● Action item: May I have the line containing "Tag the passenger" and every line after it through the end of the data, repeated exactly and with no other lines?

● Data to examine:
/---
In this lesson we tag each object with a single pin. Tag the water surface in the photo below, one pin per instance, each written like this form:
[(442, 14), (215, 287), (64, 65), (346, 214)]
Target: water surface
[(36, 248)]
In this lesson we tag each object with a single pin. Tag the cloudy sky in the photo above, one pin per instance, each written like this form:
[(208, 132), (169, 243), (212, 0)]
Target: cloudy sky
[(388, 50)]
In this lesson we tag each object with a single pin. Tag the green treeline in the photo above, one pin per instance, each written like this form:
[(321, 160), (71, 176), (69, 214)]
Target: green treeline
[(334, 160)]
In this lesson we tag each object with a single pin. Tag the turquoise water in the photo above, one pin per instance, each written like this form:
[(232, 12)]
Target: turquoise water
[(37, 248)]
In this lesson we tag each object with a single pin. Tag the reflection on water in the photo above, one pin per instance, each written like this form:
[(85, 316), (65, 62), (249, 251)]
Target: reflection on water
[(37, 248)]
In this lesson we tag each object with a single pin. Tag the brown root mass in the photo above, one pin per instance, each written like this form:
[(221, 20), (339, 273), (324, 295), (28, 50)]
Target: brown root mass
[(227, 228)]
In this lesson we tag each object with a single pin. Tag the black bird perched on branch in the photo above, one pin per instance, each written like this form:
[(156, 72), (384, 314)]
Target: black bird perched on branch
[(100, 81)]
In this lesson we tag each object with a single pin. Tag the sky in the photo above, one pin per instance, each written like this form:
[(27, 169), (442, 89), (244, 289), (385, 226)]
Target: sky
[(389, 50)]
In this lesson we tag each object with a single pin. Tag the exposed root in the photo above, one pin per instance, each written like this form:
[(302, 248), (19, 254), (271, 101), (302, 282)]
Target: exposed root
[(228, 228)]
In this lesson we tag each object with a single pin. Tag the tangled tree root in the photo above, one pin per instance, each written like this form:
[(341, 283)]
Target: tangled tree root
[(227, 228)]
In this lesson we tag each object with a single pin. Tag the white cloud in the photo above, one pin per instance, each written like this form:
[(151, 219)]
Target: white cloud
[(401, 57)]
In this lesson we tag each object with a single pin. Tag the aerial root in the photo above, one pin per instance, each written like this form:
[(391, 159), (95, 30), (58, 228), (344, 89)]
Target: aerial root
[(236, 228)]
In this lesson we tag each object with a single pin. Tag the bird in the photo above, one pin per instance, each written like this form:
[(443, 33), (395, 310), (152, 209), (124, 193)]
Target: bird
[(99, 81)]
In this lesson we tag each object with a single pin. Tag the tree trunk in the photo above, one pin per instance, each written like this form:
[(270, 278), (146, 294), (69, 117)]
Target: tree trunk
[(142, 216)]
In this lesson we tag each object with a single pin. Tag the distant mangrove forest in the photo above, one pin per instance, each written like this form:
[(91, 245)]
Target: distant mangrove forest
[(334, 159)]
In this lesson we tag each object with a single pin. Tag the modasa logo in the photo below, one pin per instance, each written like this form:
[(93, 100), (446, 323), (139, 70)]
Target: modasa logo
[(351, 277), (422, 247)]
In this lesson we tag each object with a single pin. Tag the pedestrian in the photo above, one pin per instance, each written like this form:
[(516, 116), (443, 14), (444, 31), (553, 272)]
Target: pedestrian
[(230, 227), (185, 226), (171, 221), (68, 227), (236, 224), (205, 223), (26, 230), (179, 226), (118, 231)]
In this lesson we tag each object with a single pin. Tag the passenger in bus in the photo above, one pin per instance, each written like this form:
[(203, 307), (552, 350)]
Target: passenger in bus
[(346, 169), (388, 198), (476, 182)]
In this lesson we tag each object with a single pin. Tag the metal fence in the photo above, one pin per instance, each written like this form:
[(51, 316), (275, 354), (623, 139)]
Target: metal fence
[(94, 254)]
\---
● Your response:
In this lesson we tag each object with a single pin. Tag the passenger in bus in the photo above, one pin per instance, each written like this form:
[(203, 307), (552, 350)]
Target: passenger in bus
[(346, 169), (388, 198), (476, 182)]
In this lesson we tag each object with a single pin. Tag the metal fence in the photo above, one pin per instance, each written like this form:
[(51, 316), (275, 354), (623, 139)]
Target: metal fence
[(94, 254)]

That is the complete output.